(Referring expression pointing data)
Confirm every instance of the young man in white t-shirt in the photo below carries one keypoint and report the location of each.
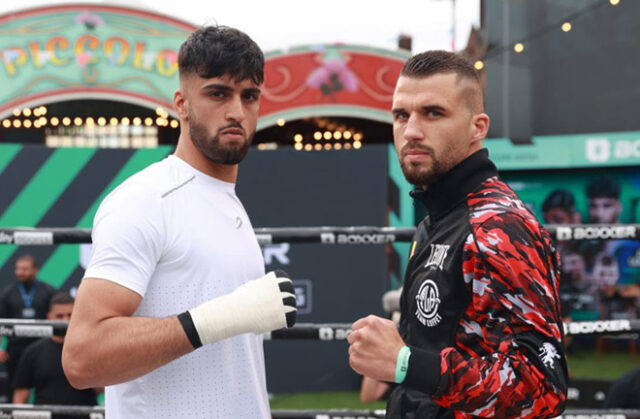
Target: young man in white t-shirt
(175, 265)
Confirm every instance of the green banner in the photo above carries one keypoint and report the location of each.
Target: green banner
(567, 151)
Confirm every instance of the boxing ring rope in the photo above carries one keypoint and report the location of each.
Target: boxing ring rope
(324, 235)
(312, 331)
(27, 411)
(359, 235)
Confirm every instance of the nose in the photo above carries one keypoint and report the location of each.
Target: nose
(235, 110)
(413, 130)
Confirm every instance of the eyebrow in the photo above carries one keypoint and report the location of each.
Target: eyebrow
(253, 90)
(431, 108)
(225, 88)
(427, 108)
(216, 86)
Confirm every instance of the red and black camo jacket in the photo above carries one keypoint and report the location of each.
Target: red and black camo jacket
(480, 306)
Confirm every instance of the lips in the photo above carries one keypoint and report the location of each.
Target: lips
(414, 154)
(232, 131)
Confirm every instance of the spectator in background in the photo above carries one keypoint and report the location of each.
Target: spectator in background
(40, 367)
(559, 207)
(616, 257)
(27, 298)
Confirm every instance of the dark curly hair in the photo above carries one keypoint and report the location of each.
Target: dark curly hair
(213, 51)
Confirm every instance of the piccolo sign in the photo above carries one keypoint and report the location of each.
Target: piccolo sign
(119, 53)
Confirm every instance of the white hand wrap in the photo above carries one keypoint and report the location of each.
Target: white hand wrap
(259, 306)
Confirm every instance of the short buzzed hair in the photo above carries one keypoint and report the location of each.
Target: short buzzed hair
(429, 63)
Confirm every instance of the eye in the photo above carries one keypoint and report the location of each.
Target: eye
(400, 116)
(250, 97)
(217, 94)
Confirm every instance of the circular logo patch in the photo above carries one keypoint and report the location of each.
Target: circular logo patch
(428, 301)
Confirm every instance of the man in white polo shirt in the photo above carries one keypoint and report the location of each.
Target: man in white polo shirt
(176, 266)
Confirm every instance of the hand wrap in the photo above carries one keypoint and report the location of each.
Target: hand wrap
(259, 306)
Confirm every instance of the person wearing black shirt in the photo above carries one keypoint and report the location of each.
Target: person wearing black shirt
(27, 298)
(40, 367)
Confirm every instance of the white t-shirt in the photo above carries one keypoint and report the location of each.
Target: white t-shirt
(179, 238)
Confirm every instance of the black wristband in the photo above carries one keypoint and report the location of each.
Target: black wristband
(190, 329)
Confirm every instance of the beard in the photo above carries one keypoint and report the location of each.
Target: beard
(419, 173)
(211, 147)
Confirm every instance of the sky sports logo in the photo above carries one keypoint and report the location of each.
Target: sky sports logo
(602, 149)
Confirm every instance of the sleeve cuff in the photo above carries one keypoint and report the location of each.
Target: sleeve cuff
(424, 370)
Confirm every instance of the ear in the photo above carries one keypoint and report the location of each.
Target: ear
(479, 127)
(180, 102)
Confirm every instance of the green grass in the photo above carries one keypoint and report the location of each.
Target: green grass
(323, 401)
(611, 365)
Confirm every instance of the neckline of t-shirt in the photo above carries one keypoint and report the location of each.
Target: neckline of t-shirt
(201, 175)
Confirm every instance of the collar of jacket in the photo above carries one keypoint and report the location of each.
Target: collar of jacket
(454, 187)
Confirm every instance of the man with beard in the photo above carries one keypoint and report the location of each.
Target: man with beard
(480, 331)
(175, 264)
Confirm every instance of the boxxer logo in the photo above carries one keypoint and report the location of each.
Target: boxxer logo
(437, 256)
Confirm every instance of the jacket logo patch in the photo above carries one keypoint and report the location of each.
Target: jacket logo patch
(428, 301)
(438, 255)
(548, 355)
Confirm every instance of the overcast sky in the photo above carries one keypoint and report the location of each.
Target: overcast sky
(280, 24)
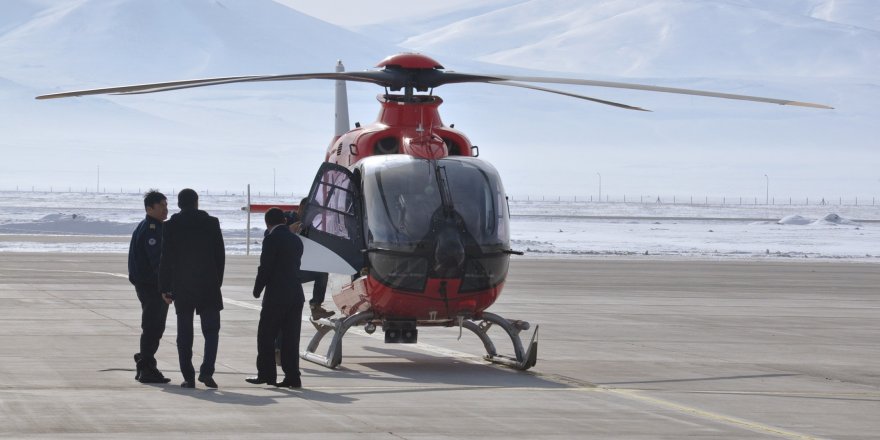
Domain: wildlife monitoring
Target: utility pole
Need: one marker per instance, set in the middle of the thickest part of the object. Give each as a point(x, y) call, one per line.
point(767, 192)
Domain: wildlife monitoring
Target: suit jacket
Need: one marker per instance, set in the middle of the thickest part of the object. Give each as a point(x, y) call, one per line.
point(144, 252)
point(193, 259)
point(279, 269)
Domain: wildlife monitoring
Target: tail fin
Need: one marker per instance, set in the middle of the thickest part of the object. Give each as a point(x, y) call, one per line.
point(342, 125)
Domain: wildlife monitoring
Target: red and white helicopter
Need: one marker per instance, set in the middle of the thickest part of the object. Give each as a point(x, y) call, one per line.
point(405, 201)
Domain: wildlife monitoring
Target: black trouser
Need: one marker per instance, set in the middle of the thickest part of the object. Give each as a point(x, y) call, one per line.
point(319, 289)
point(154, 311)
point(210, 320)
point(288, 321)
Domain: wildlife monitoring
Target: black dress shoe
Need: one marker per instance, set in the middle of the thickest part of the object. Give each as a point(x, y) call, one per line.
point(289, 383)
point(257, 380)
point(137, 366)
point(152, 375)
point(208, 381)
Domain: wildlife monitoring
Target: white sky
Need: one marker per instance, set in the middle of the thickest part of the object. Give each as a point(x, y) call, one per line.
point(358, 13)
point(227, 137)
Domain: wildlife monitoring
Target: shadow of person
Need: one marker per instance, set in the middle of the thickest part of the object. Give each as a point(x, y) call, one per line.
point(315, 395)
point(224, 396)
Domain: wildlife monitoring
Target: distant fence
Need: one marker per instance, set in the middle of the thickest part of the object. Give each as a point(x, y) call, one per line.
point(643, 199)
point(140, 191)
point(707, 200)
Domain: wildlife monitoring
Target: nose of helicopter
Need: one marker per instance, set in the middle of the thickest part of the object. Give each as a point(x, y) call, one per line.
point(449, 254)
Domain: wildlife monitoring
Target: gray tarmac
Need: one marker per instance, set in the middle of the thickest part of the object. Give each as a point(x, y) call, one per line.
point(632, 349)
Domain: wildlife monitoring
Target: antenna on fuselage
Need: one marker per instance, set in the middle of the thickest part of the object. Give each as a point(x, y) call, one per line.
point(342, 125)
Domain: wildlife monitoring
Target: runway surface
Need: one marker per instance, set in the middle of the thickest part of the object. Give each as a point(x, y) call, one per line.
point(648, 349)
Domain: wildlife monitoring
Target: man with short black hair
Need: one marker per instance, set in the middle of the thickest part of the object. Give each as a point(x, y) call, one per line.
point(143, 272)
point(282, 305)
point(190, 275)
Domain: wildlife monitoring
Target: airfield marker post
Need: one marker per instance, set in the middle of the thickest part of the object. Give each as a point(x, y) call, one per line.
point(248, 235)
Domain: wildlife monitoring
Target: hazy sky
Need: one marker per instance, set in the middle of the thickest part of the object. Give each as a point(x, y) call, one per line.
point(276, 134)
point(357, 13)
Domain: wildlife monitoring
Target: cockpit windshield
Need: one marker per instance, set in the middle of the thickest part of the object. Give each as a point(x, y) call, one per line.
point(406, 199)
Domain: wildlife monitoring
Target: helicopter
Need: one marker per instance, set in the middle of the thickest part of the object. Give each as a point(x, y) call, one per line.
point(423, 223)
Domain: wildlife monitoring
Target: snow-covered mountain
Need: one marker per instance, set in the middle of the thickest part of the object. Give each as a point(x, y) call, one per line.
point(225, 137)
point(671, 38)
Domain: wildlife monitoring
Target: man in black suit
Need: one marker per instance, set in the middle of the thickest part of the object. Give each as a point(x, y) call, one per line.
point(190, 275)
point(143, 272)
point(282, 306)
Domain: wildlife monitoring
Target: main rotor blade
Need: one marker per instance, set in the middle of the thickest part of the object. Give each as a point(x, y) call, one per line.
point(633, 86)
point(573, 95)
point(377, 77)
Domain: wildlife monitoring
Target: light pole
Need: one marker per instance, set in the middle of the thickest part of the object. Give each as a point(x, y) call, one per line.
point(767, 193)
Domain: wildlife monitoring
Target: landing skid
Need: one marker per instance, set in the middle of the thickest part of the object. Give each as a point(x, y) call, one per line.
point(522, 359)
point(339, 327)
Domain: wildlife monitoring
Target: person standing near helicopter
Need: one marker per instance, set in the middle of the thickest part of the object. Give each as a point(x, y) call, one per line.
point(278, 274)
point(143, 272)
point(319, 289)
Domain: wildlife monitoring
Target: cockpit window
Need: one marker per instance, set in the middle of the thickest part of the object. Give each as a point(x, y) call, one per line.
point(404, 200)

§ What you are asked to do
Could you retype exactly the lines above, starting at the line that contains "Target: tail fin" and ending at the line that contains "Target: white sky", and nothing more?

§ Output of the exercise
Target: tail fin
Need: one marker per instance, set in the middle of the thickest part of the object. Give each as a point(x, y) call, one per line.
point(342, 125)
Domain: wildlife monitoring
Target: red and white helicopter
Need: one marker per instance, set in the middle of the thickest part of the object. Give each as a point(x, y) call, one per line.
point(405, 201)
Domain: wildlife monitoring
Target: black trouser
Need: one marker per instance, set in the middle of the thickest part of the object. Give each as a point(x, y) call, one per line.
point(319, 289)
point(154, 311)
point(210, 320)
point(288, 321)
Domain: wildlife monitoring
Target: black dress shoe
Need: one marker per instance, set in the middle of the thickest part of the object. Give each as a point(x, y) call, one per line.
point(289, 383)
point(257, 380)
point(137, 366)
point(152, 375)
point(208, 381)
Domain: wildlife monitoring
Target: white sky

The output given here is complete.